* **What needs to be done**: Rewrite the records below, changing every "bounding box" to "enclosing rectangle" and leaving all other text as it is.

== Excerpted data ==

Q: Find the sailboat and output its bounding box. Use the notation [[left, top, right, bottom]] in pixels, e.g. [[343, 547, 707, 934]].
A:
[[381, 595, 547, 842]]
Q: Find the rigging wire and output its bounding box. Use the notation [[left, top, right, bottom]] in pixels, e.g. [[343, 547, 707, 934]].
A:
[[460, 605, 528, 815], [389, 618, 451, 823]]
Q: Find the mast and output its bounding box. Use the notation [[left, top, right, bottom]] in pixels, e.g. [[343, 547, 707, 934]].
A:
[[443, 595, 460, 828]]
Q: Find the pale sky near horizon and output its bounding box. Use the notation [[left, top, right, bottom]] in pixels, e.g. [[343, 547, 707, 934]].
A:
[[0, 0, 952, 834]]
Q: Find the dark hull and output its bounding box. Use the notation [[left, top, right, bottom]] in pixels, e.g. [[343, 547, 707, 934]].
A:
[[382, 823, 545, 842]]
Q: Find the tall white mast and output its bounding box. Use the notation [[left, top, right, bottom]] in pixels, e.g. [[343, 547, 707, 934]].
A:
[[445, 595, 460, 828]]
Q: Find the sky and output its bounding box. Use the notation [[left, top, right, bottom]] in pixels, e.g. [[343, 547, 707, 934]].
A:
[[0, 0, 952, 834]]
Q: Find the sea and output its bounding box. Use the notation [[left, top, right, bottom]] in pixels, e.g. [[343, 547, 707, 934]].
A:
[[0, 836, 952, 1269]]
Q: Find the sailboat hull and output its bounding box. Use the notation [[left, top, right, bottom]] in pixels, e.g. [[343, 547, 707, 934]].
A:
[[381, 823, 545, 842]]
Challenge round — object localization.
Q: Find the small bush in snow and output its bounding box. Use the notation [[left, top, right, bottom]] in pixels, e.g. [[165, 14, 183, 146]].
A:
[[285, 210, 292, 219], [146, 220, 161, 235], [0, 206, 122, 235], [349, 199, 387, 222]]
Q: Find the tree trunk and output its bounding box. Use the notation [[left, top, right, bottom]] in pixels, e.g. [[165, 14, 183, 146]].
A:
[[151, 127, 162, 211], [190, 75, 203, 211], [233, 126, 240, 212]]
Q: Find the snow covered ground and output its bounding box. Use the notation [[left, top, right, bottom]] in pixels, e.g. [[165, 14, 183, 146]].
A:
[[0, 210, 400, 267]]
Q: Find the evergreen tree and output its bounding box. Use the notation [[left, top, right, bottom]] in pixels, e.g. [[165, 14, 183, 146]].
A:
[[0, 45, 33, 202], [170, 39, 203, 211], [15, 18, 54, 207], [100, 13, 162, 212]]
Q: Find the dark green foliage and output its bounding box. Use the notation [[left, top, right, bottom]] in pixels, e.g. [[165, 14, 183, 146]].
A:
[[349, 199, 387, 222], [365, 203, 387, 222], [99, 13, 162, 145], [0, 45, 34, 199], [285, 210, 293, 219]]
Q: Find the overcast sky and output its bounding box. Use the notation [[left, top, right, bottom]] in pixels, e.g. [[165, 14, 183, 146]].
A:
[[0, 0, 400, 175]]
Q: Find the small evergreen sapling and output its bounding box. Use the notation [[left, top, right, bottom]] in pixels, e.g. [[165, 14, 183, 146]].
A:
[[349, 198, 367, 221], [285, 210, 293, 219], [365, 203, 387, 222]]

===

* **Answer for this exercise**:
Q: Find the sailboat and output its enclosing rectangle. Use the notation [[left, top, right, bottom]] in pixels, e.g. [[343, 547, 707, 934]].
A:
[[381, 595, 547, 842]]
Q: Find the rigging wire and output its enclosing rectangle. Use the notation [[left, top, right, bottom]] in pixels, e.g. [[343, 547, 707, 934]].
A:
[[460, 605, 528, 815], [389, 618, 451, 823]]
Q: Find the mast and output its enclosing rectangle. Use the notation [[left, top, right, bottom]] in pixels, e.g. [[343, 547, 707, 934]].
A:
[[443, 595, 460, 828]]
Q: Find the pale sky near horizon and output its enclosing rectangle. Use the notation [[left, top, right, bottom]] in pixels, e.g. [[343, 547, 707, 934]].
A:
[[0, 0, 952, 834]]
Q: Find the dark hull and output its enclosing rectangle. Use the notation [[left, top, right, bottom]] in pixels, e.g. [[343, 547, 707, 934]].
A:
[[382, 823, 545, 842]]
Q: Find the tall white mast and output its enclosing rectangle. Use the notation [[left, top, right, bottom]] in pixels, e.g. [[343, 547, 707, 934]].
A:
[[445, 595, 460, 828]]
Q: Find the sky and output its enclosing rectangle. Use the notation [[left, top, right, bottom]] in pixels, e.g. [[343, 547, 707, 934]].
A:
[[0, 0, 952, 834]]
Q: Find the sea and output its enclosing rectangle. Use the notation [[left, top, right, bottom]] in pixels, e.g. [[343, 547, 707, 934]].
A:
[[0, 836, 952, 1269]]
Q: Find the sailboat hull and output its enclosing rectangle. Use the notation [[left, top, right, bottom]] in pixels, e.g. [[343, 547, 707, 934]].
A:
[[381, 823, 545, 842]]
Challenge round — object localization.
Q: Find the small bush in snow and output its enclosing rectangle. Use the notation [[left, top, right, bottom]] in pixels, e.g. [[165, 14, 183, 146]].
A:
[[285, 210, 292, 219], [146, 220, 161, 235], [0, 206, 122, 235], [349, 199, 387, 222]]
Q: Find the tree trunk and output its enclosing rectangle. Use the notation [[left, top, right, bottom]] in pixels, e.g. [[165, 14, 183, 146]].
A:
[[151, 127, 162, 211], [190, 75, 203, 211], [233, 126, 240, 212]]
Q: Find the snow covered ground and output its enclosing rectangle. Use the notation [[left, top, right, bottom]] in pixels, e.g. [[165, 14, 183, 146]].
A:
[[0, 210, 400, 267]]
Q: Find the evergreen tree and output its enclosing rectangle. Use the notation [[left, top, right, bottom]] in pixels, e.g. [[165, 14, 183, 146]].
A:
[[0, 45, 33, 202], [170, 39, 203, 211], [15, 18, 54, 207], [100, 13, 162, 212]]
Q: Find the dark green foliage and output its enclosing rectangle. Use the notation [[left, top, right, bottom]] in pixels, e.g. [[165, 14, 183, 146]].
A:
[[349, 199, 387, 222], [365, 203, 387, 222], [99, 13, 162, 145], [0, 45, 34, 199], [285, 210, 293, 219]]
Q: Find the overcast sky and output its enclosing rectangle. Use the notation [[left, top, right, bottom]] in pixels, e.g. [[165, 14, 183, 146]].
A:
[[0, 0, 400, 175]]
Q: Find the small evergreen sapling and output its enclosing rectangle. Use the notation [[left, top, right, bottom]] in pixels, e.g. [[165, 14, 183, 146]].
A:
[[349, 198, 367, 221], [285, 210, 293, 219], [365, 203, 387, 222]]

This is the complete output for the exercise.